- [KURZE ÜBUNG]:
Beantworte zum Text über V-Leute im Umfeld des NSU diese Fragen:
1. Auf wessen Adressliste fand sich der Name von Kai D.?
2. Zu wie vielen Jahren Haft wurde Carsten Szczepanski 1995 verurteilt, und wegen welcher Tat?
3. Von wann bis wann führte das LKA Berlin Thomas Starke als Vertrauensperson?

- [VORLIEGENDER TEXT]:
—————

Auch das bayerische Landesamt für Verfassungsschutz hat in den 1990er Jahren einen V-Mann im Umfeld der späteren NSU-Terroristen geführt: Kai D. Sein Name findet sich auf einer Adreßliste des NSU-Mitglieds Uwe Mundlos, die 1998 nach dessen Untertauchen sichergestellt wurde. (taz.de vom 17.10.2012)
Carsten Szczepanski, Deckname »Piato«, V-Mann des Verfassungsschutzes in Brandenburg
Szczepanski war Mitglied des Ku-Klux-Klan in Kansas City und erhielt in Deutschland den sehr hohen KKK-Dienstrang eines »Grand Dragon«. Ein 1992 geführtes Ermittlungsverfahren der Bundesanwaltschaft gegen Szczepanski wegen Bildung einer terroristischen Vereinigung in Form einer terroristischen Teilorganisation des KKK wurde wegen nicht hinreichender Bestätigung eingestellt. Dabei wurden in diesem Zusammenhang in einer von ihm vormals angemieteten Wohnung vier Rohrbomben, chemische Substanzen und eine Zündvorrichtung sichergestellt.« (AIB 19.01.2013) 1995 wurde der Mann wegen versuchten Mordes an einem Nigerianer zu acht Jahren Haft verurteilt. Er wurde damals im Gefängnis zu einem Informanten der Behörde und lieferte auch Hinweise auf die Mitglieder der Zwickauer Terrorzelle.
Thomas Starke, V-Mann des Berliner Landeskriminalamtes (LKA)
Thomas Starke war einer der führenden Köpfe der sächsischen »Blood & Honour«-Sektion. Von 2001 bis 2011 wurde er als »Vertrauensperson« (VP 562), also Spitzel, vom LKA Berlin geführt. Thomas Starke war nicht nur eine wichtige Figur in der Neonaziszene. Er war mit Beate Zschäpe liiert. Er besorgte dem NSU auch den Sprengstoff, der 1998 in der von Zschäpe angemieteten Jenaer Garage gefunden wurde bzw. gefunden werden sollte.

—————

Einträge zur Ortsbestimmung:
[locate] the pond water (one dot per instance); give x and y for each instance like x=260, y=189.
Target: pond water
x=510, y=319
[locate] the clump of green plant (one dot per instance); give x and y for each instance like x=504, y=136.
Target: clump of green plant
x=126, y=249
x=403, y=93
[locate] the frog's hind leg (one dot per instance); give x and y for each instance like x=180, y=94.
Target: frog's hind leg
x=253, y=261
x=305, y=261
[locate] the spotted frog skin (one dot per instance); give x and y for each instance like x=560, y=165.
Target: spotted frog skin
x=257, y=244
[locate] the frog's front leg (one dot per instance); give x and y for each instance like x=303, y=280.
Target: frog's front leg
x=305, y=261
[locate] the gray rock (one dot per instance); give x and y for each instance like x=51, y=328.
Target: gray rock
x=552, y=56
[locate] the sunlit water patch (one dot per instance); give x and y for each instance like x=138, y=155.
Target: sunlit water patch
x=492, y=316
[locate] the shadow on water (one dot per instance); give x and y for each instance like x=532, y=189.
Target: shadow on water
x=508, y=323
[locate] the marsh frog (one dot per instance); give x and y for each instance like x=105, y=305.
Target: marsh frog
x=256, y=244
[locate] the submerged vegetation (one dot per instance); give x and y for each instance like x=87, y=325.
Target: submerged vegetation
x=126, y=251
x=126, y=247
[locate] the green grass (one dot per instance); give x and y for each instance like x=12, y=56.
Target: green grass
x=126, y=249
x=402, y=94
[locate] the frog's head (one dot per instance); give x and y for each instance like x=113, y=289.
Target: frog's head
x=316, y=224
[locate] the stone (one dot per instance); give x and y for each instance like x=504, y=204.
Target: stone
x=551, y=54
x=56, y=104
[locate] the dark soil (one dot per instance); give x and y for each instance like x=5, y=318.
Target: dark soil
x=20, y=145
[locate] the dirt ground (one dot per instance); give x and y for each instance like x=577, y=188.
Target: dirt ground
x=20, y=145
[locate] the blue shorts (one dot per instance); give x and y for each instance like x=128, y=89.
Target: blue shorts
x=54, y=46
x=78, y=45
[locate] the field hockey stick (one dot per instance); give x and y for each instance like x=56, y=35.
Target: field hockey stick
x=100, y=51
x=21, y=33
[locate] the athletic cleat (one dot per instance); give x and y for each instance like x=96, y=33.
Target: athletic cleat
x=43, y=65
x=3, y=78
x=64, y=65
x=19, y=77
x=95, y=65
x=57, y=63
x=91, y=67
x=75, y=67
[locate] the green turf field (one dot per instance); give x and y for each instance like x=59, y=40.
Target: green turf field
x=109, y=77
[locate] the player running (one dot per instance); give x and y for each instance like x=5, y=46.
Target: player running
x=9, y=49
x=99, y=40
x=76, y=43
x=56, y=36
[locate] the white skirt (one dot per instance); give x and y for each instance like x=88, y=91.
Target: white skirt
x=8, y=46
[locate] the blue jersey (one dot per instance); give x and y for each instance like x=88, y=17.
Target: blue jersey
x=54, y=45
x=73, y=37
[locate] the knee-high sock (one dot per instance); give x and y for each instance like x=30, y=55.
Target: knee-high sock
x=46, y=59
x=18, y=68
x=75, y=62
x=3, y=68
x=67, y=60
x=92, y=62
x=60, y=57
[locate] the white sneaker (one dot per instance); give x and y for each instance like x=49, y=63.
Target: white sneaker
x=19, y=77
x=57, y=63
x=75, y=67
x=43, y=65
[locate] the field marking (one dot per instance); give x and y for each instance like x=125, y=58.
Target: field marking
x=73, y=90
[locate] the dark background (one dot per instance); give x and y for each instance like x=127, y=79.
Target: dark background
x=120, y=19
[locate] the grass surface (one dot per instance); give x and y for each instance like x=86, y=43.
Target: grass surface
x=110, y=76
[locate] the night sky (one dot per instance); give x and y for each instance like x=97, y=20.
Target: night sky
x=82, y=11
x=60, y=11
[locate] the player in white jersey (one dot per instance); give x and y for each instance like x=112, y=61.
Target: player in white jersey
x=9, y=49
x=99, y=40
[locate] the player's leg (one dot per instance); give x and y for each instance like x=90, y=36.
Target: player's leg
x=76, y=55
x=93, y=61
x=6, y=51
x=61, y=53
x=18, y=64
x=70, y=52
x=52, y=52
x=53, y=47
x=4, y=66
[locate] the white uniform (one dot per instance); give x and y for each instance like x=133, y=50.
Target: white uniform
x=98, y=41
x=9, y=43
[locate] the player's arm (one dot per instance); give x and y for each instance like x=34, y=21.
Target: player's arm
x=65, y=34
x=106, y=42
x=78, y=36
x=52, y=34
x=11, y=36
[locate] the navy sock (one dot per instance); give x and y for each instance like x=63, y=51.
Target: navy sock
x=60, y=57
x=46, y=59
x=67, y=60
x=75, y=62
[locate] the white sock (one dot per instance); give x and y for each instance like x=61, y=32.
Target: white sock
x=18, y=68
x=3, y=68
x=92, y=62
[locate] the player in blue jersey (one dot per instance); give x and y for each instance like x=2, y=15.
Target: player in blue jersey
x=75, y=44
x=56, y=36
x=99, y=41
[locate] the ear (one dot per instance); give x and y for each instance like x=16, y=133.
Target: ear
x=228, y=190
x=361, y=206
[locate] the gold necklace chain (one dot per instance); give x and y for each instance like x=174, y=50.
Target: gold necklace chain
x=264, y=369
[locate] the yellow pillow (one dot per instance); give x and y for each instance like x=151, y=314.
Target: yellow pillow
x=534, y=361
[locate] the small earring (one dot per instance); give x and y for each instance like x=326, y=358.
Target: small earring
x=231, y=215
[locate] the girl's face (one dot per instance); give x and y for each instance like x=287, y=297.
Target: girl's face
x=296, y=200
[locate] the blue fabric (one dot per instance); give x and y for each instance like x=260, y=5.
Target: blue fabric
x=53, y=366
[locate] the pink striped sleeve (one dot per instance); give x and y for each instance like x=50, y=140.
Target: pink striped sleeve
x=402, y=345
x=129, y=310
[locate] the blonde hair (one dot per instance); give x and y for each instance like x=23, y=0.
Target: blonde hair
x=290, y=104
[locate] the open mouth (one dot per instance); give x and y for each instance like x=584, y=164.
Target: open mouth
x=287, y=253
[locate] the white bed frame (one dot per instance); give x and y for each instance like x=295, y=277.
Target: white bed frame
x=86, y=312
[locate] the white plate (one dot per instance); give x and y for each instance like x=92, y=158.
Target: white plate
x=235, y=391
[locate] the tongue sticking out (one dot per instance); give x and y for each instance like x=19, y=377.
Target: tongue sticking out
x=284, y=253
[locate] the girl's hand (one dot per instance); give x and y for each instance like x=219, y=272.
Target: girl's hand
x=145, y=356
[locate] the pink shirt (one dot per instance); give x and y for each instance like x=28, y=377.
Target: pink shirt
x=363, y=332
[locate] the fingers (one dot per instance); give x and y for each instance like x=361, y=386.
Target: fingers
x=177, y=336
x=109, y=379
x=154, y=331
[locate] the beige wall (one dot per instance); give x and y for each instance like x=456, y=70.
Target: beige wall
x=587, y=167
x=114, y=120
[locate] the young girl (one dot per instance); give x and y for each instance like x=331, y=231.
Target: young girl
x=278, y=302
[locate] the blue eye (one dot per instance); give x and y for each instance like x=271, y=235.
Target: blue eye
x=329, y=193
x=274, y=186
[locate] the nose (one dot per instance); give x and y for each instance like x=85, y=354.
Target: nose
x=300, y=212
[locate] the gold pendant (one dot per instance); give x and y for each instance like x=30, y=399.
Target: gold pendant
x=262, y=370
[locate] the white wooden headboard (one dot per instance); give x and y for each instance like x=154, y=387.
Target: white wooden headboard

—————

- [VOLLSTÄNDIGE ANTWORT]:
1. Auf der Adressliste des NSU-Mitglieds Uwe Mundlos.
2. Zu acht Jahren Haft, wegen versuchten Mordes an einem Nigerianer.
3. Von 2001 bis 2011.